Information shown start

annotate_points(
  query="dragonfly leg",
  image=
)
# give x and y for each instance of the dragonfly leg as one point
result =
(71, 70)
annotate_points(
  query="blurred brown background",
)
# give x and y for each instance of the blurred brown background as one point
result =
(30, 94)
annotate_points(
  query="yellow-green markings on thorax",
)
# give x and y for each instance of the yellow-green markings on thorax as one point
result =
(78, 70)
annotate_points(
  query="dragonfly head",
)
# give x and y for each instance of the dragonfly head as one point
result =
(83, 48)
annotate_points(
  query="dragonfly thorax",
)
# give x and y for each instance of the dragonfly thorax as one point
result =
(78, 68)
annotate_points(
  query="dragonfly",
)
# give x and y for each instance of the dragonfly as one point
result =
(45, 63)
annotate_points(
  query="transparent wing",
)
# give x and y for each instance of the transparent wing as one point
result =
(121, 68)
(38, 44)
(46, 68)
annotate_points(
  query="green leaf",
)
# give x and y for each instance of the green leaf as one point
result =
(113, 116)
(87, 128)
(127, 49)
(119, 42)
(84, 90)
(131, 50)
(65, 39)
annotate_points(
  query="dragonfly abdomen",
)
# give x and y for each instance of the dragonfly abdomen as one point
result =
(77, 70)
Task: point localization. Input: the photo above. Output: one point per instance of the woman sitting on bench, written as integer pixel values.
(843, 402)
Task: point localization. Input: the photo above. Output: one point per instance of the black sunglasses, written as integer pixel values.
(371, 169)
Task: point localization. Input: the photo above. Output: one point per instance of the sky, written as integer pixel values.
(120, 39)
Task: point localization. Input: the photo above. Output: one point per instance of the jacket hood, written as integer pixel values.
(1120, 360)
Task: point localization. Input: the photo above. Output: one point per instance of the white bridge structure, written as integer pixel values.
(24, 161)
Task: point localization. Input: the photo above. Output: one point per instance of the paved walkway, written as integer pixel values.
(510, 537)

Information shown end

#### Exercise:
Please copy out each record, character for character.

#### Task solution:
annotate_points(
  query="dragonfly leg",
  image=
)
# give x and y for each instance of the dragonfly leg as one point
result =
(71, 70)
annotate_points(
  query="blurred brown background",
)
# give x and y for each instance of the blurred brown background as one point
result =
(30, 94)
annotate_points(
  query="yellow-green markings on thorax",
)
# give x and y for each instance of the yellow-green markings on thorax as one point
result =
(78, 70)
annotate_points(
  query="dragonfly head",
)
# give x and y for each instance of the dragonfly head as one point
result =
(83, 48)
annotate_points(
  query="dragonfly thorax",
)
# give x and y for each instance of the dragonfly thorax as one point
result =
(78, 68)
annotate_points(
  query="dragonfly",
)
# give x and y for each instance of the dragonfly as one point
result =
(45, 63)
annotate_points(
  query="transparent wing",
)
# give x and y for each instance of the transparent wing as one point
result =
(121, 68)
(38, 44)
(46, 68)
annotate_points(
  query="green leaf",
)
# give x and y for each instance of the green leaf as one point
result =
(113, 116)
(87, 128)
(127, 49)
(119, 42)
(84, 90)
(131, 50)
(65, 39)
annotate_points(
  query="dragonfly abdomen",
)
# give x and y for each instance of the dragonfly abdomen as one point
result =
(77, 70)
Task: point localization. Input: the photo above. Output: one point per instance of the woman sitting on bench, written as integer pixel values.
(843, 402)
Task: point localization. Input: the photo above. Output: one point per instance of the black sunglasses, written as integer pixel values.
(371, 169)
Task: point localization. Input: the photo above. Output: one point per instance of the sky, written as integer pixel values.
(120, 39)
Task: point localization. Input: the photo above. Output: one point per instance of the jacket hood, written as integer pixel values.
(1120, 360)
Task: point localization. Input: the photo above. Output: one point per instance of the white bridge structure, written as integer pixel values.
(24, 161)
Task: point localization. Input: the photo above. Output: one point per instance of the paved walkway, written as integer pixel values.
(510, 537)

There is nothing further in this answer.